§ Dettagli del compito: Nel brano sul viaggio, perché Flaiano vedeva nel “tempo perso” l’autentico metronomo dell’esistenza? Spiegalo in una o due frasi.

§ Testo fornito:
◇ ◇ ◇ ◇ ◇ ◇ ◇
Segni dei tempi 22.05.2021, 12:05

Lo stesso Dürrenmatt, a sostegno di questa tesi, era solito ricordare nientemeno che la Divina Commedia, aggiungendo che Dante non era mai stato all’Inferno, eppure lo aveva descritto nei minimi particolari. L’autentico viaggio di scoperta e conoscenza consisterebbe quindi nella stanzialità quale presupposto della reinvenzione/creazione del mondo: un paradosso, senza dubbio, ma ricco di implicazioni. Un altro grande stanziale  – e non meno grande scrittore – come Ennio Flaiano, che da parte sua considerava il “tempo perso” quale autentico metronomo dell’esistenza (perché il “tempo perso” libera dal gravame delle illusioni, sospende l’eterna corsa dietro il vento e fa capire che la vita, nella sua più intima essenza, non va da nessuna parte), si era spinto perfino oltre.

Ha scritto infatti in una nota dell’autunno 1958, contenuta nel Diario degli errori: «Dopo ogni viaggio, in cui mi sono illuso di interessarmi di qualcosa, di capire, di arricchirmi, mi accorgo che sono affondato di un altro centimetro nelle sabbie mobili. Non bisogna muoversi». Un altro indubbio paradosso, non meno ricco di implicazioni. Urs Widmer, indimenticato scrittore basilese scomparso nel 2014, diceva invece che si viaggia in contrade anche lontanissime con l’unico scopo di vedere che facce hanno quelli che vivono in quelle contrade e non viaggiano. Il che va perfino oltre il paradosso, ma esprime una sostanziale verità.

Meritano inoltre di essere ricordate alcune considerazioni svolte dal compianto Gianni Celati – che a differenza di Dürrenmatt e Flaiano era uno scrittore che traeva spesso ispirazione dal viaggio (aveva perfino elaborato una personalissima poetica fondata sulla “scrittura in esposizione”) – in un passo particolarmente significativo di Verso la foce, resoconto di lunghe peregrinazioni nella Pianura Padana e sul Delta del Po. Il viaggio nello spazio esterno e nella pura esteriorità, secondo Celati, ha il merito di sgonfiare la bolla dell’io e di emendare molte illusioni, non ultima quella consistente nella pretesa di aver capito qualcosa in generale.
◇ ◇ ◇ ◇ ◇ ◇ ◇
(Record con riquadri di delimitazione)
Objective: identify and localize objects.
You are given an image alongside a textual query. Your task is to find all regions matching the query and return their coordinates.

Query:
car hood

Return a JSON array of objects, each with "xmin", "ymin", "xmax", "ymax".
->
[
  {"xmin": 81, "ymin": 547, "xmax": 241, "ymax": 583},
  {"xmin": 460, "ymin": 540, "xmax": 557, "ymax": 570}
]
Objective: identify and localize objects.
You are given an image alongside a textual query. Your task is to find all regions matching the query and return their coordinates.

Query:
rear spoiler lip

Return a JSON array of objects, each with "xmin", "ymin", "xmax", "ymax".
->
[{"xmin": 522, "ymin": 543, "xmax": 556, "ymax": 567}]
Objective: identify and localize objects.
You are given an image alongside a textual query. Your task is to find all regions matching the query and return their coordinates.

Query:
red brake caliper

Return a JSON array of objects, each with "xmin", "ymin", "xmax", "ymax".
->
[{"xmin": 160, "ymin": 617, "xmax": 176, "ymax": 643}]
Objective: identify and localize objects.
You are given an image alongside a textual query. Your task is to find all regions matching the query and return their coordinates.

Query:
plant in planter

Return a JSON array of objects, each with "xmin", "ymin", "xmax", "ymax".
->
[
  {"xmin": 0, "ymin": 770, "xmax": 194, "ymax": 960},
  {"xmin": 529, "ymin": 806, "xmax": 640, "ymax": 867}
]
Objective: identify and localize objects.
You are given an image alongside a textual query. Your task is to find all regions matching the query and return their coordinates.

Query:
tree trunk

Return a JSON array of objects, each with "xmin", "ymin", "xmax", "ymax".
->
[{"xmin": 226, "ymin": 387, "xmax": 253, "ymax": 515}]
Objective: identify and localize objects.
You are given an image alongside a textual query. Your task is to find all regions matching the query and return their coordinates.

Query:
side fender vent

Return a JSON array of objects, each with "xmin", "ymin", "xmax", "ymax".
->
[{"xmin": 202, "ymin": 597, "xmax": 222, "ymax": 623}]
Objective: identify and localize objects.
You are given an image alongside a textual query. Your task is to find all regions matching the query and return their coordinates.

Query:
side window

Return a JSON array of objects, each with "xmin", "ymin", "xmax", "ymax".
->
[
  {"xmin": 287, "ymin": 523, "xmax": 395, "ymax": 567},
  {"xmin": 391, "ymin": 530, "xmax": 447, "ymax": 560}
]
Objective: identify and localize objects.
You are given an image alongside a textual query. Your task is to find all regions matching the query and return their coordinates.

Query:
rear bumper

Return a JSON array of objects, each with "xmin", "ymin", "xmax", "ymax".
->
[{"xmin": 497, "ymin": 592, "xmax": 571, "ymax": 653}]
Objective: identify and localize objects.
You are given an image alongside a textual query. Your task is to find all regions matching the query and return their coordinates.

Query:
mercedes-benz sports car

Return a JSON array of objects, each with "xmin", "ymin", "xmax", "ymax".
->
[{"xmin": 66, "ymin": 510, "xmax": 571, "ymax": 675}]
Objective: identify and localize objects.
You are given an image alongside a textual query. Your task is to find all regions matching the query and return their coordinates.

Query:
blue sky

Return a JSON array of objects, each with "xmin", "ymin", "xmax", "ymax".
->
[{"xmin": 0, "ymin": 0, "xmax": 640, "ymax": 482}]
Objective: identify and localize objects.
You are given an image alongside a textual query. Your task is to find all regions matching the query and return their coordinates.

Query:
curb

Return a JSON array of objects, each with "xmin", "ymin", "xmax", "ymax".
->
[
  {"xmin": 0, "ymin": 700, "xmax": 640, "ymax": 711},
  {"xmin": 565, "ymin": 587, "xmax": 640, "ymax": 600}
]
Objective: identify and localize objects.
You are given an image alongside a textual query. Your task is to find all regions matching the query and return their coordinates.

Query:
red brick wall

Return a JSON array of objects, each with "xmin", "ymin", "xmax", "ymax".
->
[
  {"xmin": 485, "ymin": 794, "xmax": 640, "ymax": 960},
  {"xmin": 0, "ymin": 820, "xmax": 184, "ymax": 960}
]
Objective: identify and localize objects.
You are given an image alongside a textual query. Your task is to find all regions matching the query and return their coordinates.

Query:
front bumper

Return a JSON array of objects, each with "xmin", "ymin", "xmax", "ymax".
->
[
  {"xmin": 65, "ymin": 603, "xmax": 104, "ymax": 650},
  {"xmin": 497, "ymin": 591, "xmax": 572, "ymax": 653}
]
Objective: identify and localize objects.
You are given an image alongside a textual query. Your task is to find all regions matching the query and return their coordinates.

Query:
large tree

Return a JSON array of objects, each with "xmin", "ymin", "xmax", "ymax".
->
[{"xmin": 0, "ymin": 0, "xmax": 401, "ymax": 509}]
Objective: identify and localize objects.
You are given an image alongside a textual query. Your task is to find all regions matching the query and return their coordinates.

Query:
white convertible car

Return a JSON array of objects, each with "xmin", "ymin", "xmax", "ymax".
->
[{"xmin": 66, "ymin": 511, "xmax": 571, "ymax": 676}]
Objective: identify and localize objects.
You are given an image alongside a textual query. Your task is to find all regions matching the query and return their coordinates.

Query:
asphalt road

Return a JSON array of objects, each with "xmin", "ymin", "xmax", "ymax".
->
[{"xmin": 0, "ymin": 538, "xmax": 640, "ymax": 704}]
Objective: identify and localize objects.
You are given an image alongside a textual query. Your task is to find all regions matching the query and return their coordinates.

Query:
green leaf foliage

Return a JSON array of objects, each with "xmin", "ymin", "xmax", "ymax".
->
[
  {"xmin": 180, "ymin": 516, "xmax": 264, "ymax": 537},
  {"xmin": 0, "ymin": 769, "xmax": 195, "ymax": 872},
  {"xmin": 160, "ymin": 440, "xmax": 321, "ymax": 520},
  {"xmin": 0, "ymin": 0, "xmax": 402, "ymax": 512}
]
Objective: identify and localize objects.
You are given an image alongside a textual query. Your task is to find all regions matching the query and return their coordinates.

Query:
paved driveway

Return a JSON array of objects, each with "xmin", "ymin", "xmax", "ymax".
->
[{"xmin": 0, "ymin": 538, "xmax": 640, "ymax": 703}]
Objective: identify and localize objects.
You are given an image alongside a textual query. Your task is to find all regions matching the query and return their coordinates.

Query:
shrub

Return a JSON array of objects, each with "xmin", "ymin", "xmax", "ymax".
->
◇ ◇ ◇ ◇ ◇ ◇ ◇
§ Risposta: Perché il “tempo perso” libera dal gravame delle illusioni e sospende l’eterna corsa dietro il vento. Inoltre fa capire che la vita, nella sua più intima essenza, non va da nessuna parte.